EXERCISE
According to the metrics tables, which service states are left out of the Unhealthy Services count?

Summary View Metrics
Metric | Description |
---|---|
Unhealthy Services | Aggregate number of all CDH services in a Bad or Concerning state (Unknown and Disabled are not included) |
Applications Running | Number of YARN applications currently executing |
Cluster Memory Allocated | Percent of available memory allocated across all NodeManager instances |
HDFS Max Node I/O | Highest I/O level in bytes on any node in the HDFS system |
HDFS Disk Usage | Percentage of space being used |
YARN Metrics
Metric | Description |
---|---|
Applications Failed | Number of YARN applications that failed to execute successfully |
Applications Completed | Number of YARN applications that executed successfully |
Applications Running | Number of YARN applications currently executing |
Cluster Memory Allocated | Percent of available memory allocated across all NodeManager instances |
Cluster Memory Reserved | Percent of available memory reserved across all NodeManager instances |
Cluster Memory Skew | Comparison of the largest NodeManager memory allocated to the average memory allocated |
Containers Allocated | Number of YARN containers currently allocated across the cluster |
Containers Pending | Number of YARN containers currently pending across the cluster |
Containers Reserved | Number of YARN containers currently reserved across the cluster |
NodeManagers | Number of nodemanagers in a bad (critical), concerning (degraded), and good state Unknown and disabled states display when there are one or more in those states |
ResourceManager Up Since | Timestamp when the ResourceManager service started |
ResourceManager Heap | Percentage of heap space used in the ResourceManager JVM |
ResourceManager UI | Open web interface for the service in a new window |
HDFS Metrics
Metric | Description |
---|---|
Capacity Usage | Percentage of used space to overall storage capacity |
Datanodes | Number of datanodes in a bad (critical), concerning (degraded), and good state Unknown and disabled states display when there are one or more in those states |
Files + Directories Total | Total number of files and directories in HDFS |
Namenode Up since | Timestamp when the namenode service started |
Namenode Heap | Percentage of heap space used in the namenode JVM |
Namenode UI | Open web interface for the service in new window |
HBase Metrics
Metric | Description |
---|---|
Load Average | Average region load per region server |
Region Servers | Number of region servers in a bad (critical), concerning (degraded), and good state Unknown and disabled states display when there are one or more in those states |
Master Server Up since | Timestamp when the master server started |
Master Server Heap | Percentage of heap space used in the master server JVM |
Master Server UI | Open web interface for the service in new window |
Other Services Metrics
Metric | Description |
---|---|
Bad | Services in a critical state |
Concerning | Services in a degraded state |
Disabled | Services in a disabled state when there are one or more in this state |
Good | Services in a good state |
Unknown | Services in a unknown state when there are one or more in this state |

STORED DATA
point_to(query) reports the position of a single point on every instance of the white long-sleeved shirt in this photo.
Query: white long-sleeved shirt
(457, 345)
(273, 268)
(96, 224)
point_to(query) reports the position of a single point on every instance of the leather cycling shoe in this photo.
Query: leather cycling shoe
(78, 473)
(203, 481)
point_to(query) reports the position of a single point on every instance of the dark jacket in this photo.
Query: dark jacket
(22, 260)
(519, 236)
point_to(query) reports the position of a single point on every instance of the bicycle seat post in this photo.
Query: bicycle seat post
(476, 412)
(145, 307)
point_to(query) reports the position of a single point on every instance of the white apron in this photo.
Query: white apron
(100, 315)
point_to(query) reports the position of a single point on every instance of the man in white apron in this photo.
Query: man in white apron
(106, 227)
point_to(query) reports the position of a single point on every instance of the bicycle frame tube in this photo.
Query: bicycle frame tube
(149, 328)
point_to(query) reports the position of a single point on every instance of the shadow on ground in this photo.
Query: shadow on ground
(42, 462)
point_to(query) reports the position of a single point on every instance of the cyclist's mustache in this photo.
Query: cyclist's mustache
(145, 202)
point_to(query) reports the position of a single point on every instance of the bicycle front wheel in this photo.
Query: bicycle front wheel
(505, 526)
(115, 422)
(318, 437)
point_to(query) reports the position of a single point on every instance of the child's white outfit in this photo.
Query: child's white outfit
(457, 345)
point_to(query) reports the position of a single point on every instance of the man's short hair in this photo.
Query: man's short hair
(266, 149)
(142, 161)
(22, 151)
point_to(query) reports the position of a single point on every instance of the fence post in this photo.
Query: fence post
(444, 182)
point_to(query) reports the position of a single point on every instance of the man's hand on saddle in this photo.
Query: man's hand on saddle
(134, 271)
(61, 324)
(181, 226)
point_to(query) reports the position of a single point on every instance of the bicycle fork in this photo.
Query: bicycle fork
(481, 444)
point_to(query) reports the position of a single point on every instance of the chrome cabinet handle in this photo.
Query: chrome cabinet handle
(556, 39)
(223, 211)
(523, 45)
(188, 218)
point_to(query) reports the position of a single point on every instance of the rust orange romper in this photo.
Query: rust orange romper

TASK OUTPUT
Unknown and Disabled